TO DO:
Identify each line in the records below that contains the word "shorts", and copy every such line in full.

══ SUPPLIED MATERIAL ══

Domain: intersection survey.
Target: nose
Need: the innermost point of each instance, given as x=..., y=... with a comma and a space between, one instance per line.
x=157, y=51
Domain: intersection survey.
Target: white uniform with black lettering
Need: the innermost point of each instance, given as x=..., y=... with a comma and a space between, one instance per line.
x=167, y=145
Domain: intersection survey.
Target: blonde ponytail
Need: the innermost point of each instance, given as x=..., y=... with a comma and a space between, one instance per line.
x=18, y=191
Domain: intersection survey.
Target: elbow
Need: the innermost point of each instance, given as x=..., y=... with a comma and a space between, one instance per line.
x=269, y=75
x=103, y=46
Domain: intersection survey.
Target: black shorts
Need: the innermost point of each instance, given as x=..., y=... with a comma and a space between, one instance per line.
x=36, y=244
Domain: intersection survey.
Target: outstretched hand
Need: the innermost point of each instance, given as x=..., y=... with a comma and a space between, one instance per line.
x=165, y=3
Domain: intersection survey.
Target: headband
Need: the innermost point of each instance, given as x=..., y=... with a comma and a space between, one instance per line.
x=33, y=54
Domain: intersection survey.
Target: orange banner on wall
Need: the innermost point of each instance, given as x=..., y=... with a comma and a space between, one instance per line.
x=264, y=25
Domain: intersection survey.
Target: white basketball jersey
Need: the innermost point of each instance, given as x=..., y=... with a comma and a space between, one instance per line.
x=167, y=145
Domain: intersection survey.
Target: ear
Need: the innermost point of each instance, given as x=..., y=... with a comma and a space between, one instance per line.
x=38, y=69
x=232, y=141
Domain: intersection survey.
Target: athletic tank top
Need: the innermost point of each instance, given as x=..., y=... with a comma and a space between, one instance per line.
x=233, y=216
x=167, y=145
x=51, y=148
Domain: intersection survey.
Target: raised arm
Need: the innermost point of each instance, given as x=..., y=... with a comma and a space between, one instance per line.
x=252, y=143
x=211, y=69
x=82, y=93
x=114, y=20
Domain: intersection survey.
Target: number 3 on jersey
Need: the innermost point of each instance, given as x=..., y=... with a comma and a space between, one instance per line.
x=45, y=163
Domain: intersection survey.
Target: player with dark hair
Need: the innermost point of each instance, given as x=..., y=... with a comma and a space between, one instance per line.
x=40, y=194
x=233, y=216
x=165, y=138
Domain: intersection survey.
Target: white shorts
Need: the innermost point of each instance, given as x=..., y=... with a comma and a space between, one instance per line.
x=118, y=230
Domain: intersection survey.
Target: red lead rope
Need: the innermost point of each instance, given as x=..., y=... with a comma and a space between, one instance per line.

═══

RESULT FOR THIS TASK:
Target: black shorts
Target: white shorts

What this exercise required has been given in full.